Textauszug →

Das Verwaltungsgericht München stellte sich auf die Seite des Forstwirts (M 7 E 23.132). Er habe nachvollziehbar vorgetragen, dass ihm unzumutbare wirtschaftliche Schäden drohten. Auf Flächen mit Totalausfall könne dies rund 10.000 Euro je Hektar ausmachen, habe der gerichtliche Sachverständige errechnet. Da das Revier von S zwischen landwirtschaftlichen Flächen mit viel Maisanbau liege, ziehe das Rehwild erst in der Schonzeit vermehrt in den Wald und weide dort die ersten Sprösslinge der Forstkulturen ab.

Die Mischbaumarten litten besonders am Schalenwildverbiss. Dass gerade die Neupflanzungen beschädigt werden, störe den Waldumbau massiv, der aufgrund des Klimawandels dringend notwendig sei. Auf den Flächen mit Naturverjüngung sei jetzt schon zu erkennen, dass die Baumarten Eiche, Buche und Ahorn komplett ausfallen könnten. Deshalb müsse der Rehwildbestand im Revier dringend reduziert werden, wenn der angestrebte Wechsel zu Mischbeständen gelingen solle.

Datensätze, auszugsweise aus einer Sammlung
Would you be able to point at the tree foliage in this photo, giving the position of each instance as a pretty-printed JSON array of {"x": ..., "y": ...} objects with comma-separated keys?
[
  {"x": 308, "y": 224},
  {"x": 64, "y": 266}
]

Aufgaben →
1. Kopiere aus dem Textauszug zum Urteil über das Rehwild einen Abschnitt wortgetreu: Beginne bei den Worten „Das Verwaltungsgericht München“ und höre nach den Worten „der Forstkulturen ab.“ auf.
2. Skaliere die Datensätze oben neu, indem du jede ihrer Zeilen samt Anfragen erneut ausgibst und dabei jede Koordinate in den Antworten mit 2,3 multiplizierst. Runde auf ganze Zahlen, Hälften nach oben.

Lösungen →
1.
Das Verwaltungsgericht München stellte sich auf die Seite des Forstwirts (M 7 E 23.132). Er habe nachvollziehbar vorgetragen, dass ihm unzumutbare wirtschaftliche Schäden drohten. Auf Flächen mit Totalausfall könne dies rund 10.000 Euro je Hektar ausmachen, habe der gerichtliche Sachverständige errechnet. Da das Revier von S zwischen landwirtschaftlichen Flächen mit viel Maisanbau liege, ziehe das Rehwild erst in der Schonzeit vermehrt in den Wald und weide dort die ersten Sprösslinge der Forstkulturen ab.

2.
Would you be able to point at the tree foliage in this photo, giving the position of each instance as a pretty-printed JSON array of {"x": ..., "y": ...} objects with comma-separated keys?
[
  {"x": 708, "y": 515},
  {"x": 147, "y": 612}
]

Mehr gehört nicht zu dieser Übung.